PROBLEM STATEMENT: Reproduce the records starting at the line that contains "356L46 394L0 430ZM77" and running to the last line, exactly and in full.

::: SUPPLIED MATERIAL

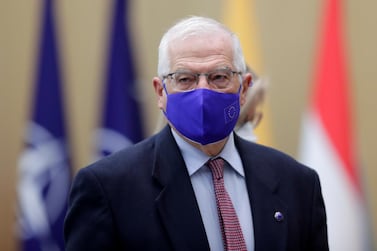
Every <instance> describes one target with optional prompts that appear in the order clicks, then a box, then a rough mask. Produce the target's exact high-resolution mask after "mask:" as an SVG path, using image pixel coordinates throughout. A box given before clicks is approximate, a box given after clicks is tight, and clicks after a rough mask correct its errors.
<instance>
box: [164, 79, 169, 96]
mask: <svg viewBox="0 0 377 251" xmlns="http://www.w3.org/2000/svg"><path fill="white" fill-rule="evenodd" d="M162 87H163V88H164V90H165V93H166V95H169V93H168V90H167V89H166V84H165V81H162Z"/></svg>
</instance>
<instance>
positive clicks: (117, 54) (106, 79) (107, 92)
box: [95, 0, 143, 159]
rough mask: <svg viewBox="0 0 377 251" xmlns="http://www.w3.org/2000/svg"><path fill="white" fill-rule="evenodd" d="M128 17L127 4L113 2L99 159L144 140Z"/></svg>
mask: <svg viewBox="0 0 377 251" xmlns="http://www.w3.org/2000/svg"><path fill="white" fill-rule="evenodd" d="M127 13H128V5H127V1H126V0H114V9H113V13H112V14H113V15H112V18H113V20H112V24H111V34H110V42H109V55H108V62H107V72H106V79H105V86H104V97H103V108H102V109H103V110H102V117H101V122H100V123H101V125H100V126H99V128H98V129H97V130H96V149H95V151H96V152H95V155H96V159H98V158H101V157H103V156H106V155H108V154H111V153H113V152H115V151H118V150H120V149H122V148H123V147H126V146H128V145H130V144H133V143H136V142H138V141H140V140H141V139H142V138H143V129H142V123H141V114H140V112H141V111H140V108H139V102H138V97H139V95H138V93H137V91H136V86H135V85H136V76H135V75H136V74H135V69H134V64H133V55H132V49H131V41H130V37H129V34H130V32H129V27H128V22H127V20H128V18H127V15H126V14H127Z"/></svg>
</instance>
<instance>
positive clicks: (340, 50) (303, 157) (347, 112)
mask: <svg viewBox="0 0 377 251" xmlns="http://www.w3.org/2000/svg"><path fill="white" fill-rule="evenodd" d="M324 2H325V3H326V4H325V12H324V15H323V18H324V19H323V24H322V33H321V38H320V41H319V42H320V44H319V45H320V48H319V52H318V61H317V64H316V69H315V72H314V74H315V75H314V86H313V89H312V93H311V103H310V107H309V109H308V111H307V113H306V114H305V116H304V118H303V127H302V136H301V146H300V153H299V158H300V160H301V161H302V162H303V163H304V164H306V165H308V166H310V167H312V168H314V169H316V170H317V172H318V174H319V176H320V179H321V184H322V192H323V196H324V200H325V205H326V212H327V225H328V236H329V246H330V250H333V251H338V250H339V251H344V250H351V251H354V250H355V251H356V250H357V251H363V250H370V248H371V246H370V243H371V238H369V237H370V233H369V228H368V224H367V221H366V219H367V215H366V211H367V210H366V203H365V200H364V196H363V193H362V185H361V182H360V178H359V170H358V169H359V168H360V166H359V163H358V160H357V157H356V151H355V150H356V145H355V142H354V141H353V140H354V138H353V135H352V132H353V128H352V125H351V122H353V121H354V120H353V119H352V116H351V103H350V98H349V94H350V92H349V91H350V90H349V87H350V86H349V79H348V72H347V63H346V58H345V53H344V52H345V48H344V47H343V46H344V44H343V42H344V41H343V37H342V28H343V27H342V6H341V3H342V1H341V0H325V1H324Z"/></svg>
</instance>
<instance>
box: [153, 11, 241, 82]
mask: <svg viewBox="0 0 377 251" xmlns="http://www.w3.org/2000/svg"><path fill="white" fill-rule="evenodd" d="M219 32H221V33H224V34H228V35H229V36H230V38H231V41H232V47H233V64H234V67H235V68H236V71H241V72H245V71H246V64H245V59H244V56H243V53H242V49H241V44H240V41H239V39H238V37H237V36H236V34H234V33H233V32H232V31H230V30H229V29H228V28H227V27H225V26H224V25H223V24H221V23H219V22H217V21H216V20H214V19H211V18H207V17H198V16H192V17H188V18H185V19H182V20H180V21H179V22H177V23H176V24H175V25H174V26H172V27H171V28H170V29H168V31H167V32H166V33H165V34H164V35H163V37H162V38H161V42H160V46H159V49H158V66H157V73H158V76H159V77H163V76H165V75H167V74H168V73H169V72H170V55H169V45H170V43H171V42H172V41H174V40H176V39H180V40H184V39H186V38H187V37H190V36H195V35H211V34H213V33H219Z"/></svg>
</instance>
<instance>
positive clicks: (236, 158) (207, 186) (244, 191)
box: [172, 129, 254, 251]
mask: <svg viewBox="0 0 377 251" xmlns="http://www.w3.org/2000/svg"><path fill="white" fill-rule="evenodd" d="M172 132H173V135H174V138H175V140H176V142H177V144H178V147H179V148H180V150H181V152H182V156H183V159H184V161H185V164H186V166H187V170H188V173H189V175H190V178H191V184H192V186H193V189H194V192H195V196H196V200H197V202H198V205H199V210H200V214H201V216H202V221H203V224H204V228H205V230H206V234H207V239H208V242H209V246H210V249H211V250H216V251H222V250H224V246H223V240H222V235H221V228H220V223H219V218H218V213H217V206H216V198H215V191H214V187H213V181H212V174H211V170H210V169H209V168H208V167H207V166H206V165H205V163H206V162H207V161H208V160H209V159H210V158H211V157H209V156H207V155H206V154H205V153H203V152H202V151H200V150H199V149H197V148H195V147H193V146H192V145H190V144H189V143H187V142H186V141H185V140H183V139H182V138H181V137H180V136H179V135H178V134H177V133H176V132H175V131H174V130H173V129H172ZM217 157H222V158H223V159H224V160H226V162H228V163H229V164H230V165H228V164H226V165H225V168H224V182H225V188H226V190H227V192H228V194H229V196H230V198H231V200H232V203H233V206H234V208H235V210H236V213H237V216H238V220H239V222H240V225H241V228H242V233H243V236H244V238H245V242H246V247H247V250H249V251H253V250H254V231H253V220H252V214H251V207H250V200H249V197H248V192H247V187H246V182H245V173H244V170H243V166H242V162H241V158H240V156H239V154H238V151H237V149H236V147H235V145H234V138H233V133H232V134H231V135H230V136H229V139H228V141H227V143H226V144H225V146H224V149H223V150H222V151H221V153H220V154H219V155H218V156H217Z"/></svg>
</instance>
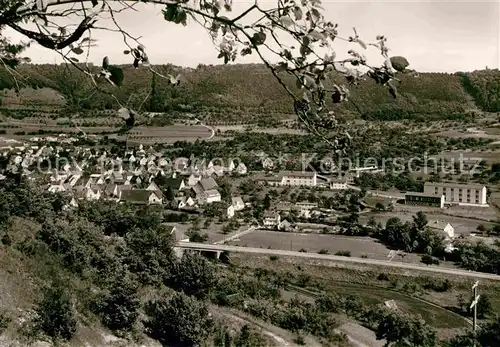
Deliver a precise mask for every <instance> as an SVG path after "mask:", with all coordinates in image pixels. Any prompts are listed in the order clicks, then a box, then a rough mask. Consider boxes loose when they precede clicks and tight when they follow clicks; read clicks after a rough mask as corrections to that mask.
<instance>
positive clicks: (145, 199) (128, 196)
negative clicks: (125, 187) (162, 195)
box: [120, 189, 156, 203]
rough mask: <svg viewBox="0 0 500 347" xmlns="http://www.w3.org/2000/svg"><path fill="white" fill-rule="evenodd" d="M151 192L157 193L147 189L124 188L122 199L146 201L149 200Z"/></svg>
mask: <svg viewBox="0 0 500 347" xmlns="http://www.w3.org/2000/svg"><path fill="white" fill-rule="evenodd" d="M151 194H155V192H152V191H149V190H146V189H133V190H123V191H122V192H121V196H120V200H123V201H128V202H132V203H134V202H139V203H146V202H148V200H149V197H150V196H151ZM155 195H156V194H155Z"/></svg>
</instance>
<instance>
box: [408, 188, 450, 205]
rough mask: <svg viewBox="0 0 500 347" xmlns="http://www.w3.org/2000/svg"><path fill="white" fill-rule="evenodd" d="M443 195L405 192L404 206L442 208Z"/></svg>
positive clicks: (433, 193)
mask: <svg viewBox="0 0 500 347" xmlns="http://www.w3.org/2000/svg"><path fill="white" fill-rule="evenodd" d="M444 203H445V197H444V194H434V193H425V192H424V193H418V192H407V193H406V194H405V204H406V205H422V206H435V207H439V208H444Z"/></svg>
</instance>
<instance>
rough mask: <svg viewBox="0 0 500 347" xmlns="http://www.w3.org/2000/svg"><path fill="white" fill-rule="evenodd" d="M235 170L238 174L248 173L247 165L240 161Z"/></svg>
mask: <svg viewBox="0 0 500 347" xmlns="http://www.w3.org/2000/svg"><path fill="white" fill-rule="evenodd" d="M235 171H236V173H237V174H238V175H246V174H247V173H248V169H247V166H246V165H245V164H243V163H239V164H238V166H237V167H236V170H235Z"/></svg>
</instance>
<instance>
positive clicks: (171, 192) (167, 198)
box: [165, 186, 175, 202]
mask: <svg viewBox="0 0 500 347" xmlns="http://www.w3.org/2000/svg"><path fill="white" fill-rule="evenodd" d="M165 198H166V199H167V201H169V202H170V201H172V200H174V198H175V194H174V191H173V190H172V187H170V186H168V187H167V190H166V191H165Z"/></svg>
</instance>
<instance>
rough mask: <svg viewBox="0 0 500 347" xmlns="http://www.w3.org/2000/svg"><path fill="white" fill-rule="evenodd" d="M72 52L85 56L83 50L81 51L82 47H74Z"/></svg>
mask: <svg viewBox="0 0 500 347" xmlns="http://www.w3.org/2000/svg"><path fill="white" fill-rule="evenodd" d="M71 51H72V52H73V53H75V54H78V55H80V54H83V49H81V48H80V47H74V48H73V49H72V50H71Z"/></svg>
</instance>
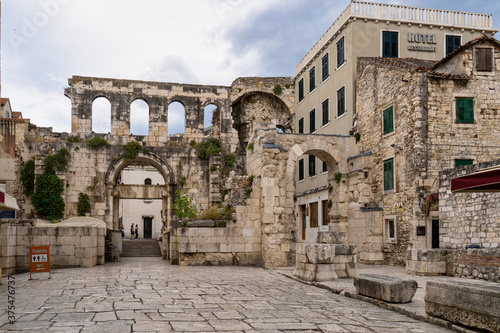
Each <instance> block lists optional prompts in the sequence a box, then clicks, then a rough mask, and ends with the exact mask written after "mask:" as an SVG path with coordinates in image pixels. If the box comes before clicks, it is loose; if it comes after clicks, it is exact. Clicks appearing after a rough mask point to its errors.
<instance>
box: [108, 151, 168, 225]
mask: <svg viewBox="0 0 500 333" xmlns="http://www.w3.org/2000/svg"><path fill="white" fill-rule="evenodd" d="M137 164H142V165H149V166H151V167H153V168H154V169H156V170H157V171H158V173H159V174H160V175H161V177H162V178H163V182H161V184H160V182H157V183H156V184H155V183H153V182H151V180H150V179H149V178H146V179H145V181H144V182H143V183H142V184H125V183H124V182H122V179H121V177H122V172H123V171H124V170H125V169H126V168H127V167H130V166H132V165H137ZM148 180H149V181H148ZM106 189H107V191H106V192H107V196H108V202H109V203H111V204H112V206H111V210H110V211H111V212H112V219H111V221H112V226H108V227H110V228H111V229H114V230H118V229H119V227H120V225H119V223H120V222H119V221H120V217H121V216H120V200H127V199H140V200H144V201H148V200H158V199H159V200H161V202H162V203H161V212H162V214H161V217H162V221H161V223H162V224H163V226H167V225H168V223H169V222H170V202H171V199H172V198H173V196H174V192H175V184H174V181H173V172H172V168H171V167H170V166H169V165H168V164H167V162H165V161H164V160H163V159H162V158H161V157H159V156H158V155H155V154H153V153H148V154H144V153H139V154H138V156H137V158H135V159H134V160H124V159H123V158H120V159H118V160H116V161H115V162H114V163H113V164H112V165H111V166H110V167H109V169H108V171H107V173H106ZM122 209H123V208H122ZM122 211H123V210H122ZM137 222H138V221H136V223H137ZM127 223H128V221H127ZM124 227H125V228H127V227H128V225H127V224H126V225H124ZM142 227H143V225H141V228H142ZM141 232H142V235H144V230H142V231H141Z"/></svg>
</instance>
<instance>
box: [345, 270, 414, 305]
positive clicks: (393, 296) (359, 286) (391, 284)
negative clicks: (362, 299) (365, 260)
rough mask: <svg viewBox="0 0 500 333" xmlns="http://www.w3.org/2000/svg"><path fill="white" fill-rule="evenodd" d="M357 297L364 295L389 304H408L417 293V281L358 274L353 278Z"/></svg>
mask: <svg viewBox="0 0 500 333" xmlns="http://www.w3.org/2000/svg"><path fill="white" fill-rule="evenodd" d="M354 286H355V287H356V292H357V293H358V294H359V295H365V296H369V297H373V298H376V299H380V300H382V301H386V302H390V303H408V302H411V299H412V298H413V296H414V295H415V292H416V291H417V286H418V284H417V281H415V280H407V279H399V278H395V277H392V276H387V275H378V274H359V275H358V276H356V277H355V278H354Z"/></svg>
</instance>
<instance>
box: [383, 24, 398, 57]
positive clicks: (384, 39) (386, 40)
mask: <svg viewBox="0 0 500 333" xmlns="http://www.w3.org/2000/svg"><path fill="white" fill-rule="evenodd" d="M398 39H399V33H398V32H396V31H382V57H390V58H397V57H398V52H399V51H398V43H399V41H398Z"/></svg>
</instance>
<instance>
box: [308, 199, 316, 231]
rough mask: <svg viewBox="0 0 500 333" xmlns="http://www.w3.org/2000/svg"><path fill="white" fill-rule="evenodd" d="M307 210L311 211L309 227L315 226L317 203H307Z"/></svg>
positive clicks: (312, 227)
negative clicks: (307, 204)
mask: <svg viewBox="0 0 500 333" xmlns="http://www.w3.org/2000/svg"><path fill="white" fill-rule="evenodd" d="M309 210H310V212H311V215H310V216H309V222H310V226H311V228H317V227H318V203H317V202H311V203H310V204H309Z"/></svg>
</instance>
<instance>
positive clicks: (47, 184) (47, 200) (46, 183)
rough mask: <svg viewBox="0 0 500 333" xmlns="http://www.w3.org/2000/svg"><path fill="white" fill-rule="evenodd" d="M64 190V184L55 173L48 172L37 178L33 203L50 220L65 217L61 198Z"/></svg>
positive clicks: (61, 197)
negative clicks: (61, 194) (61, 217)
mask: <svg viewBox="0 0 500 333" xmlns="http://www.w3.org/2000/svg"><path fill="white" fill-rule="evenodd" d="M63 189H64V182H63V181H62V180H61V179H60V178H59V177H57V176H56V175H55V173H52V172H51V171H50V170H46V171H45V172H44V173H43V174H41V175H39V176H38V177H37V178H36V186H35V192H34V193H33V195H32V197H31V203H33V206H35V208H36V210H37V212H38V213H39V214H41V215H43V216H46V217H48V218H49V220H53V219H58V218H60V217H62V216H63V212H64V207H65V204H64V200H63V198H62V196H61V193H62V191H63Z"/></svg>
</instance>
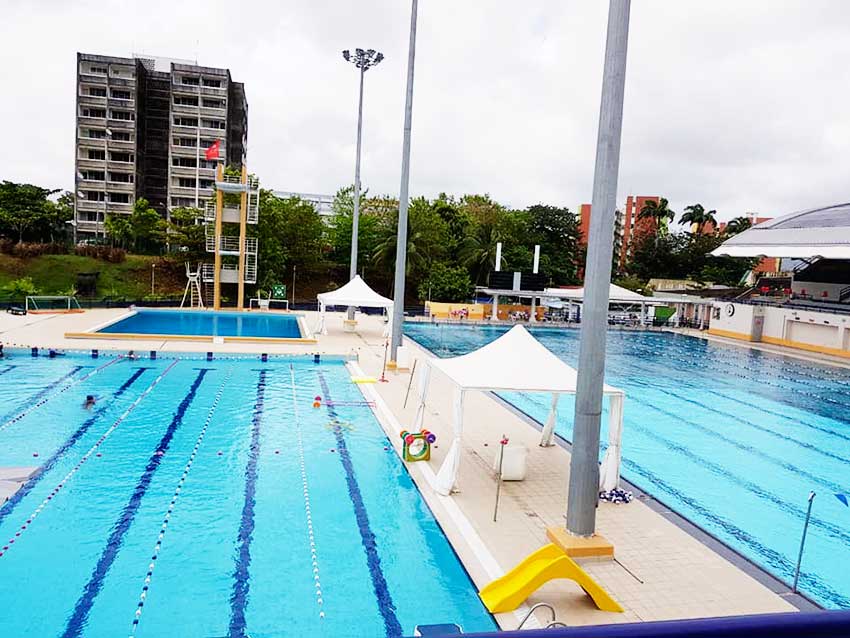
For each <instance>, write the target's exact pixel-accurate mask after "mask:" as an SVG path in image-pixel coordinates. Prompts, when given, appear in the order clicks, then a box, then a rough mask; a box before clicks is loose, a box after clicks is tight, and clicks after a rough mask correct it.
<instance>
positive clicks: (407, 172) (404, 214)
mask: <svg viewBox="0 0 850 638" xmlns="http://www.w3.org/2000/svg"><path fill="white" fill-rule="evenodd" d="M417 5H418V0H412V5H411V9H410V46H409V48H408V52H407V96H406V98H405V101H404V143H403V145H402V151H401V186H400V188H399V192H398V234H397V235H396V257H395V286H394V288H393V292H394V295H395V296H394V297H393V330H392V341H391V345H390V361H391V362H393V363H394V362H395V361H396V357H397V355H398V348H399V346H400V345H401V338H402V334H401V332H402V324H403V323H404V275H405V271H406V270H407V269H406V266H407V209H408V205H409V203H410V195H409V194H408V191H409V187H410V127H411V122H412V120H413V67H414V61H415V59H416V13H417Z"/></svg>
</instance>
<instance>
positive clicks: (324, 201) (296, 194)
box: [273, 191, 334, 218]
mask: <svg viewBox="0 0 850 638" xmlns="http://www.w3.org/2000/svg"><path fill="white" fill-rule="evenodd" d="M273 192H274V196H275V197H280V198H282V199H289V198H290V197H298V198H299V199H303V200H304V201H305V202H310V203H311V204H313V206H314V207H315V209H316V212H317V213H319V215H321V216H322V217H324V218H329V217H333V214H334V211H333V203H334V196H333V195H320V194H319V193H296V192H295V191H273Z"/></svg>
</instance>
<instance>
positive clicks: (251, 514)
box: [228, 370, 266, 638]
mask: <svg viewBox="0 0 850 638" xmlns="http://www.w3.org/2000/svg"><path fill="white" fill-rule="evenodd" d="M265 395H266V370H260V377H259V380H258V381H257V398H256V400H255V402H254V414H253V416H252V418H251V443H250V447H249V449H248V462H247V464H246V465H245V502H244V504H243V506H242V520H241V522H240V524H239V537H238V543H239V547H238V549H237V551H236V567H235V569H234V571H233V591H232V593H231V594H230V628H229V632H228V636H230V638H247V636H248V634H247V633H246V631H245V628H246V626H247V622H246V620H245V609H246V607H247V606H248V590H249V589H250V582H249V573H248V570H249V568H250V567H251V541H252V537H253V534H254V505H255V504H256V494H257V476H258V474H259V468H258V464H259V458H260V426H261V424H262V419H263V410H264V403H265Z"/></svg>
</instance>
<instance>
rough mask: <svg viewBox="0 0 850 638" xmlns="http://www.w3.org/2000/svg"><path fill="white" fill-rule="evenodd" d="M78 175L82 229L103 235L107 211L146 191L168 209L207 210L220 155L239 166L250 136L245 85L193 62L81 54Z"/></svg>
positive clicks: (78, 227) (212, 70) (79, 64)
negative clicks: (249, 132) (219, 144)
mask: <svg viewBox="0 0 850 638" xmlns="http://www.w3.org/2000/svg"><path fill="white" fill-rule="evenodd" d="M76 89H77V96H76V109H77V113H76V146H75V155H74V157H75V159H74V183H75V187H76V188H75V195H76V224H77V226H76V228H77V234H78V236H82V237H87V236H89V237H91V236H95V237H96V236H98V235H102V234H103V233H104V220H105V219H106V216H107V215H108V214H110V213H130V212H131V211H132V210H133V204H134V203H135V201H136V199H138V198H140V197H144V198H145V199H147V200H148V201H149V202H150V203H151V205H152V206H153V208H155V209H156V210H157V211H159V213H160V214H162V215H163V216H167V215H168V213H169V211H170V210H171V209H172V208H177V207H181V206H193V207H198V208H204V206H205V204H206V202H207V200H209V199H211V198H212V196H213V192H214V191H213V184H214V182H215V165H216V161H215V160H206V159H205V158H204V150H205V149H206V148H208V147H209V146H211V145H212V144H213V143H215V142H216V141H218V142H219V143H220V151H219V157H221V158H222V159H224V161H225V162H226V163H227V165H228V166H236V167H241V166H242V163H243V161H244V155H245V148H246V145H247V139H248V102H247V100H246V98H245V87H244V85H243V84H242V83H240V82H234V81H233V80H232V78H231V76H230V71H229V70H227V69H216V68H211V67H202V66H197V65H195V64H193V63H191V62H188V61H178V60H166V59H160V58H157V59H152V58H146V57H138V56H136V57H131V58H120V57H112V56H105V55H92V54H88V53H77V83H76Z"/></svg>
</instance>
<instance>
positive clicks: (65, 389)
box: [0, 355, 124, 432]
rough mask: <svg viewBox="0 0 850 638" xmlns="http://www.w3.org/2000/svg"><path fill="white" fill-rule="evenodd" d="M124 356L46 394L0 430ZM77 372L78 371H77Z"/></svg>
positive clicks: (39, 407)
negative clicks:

::::::

TASK ANSWER:
rough mask: <svg viewBox="0 0 850 638" xmlns="http://www.w3.org/2000/svg"><path fill="white" fill-rule="evenodd" d="M124 356L46 394L0 430ZM77 372L78 371H77Z"/></svg>
positive clicks: (39, 407)
negative clicks:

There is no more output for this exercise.